_Given request_
Retype the material below line for line, without changing anything.

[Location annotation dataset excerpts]
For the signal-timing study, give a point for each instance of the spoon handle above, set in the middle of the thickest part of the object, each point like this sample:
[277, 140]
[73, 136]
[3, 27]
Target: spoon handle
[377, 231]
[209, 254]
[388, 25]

_In response_
For the signal-timing study, give a point for each instance of the spoon handle above, set in the middle of the thickest part of the object, each point like this sample:
[277, 140]
[73, 136]
[3, 27]
Target: spoon handle
[377, 231]
[209, 254]
[388, 25]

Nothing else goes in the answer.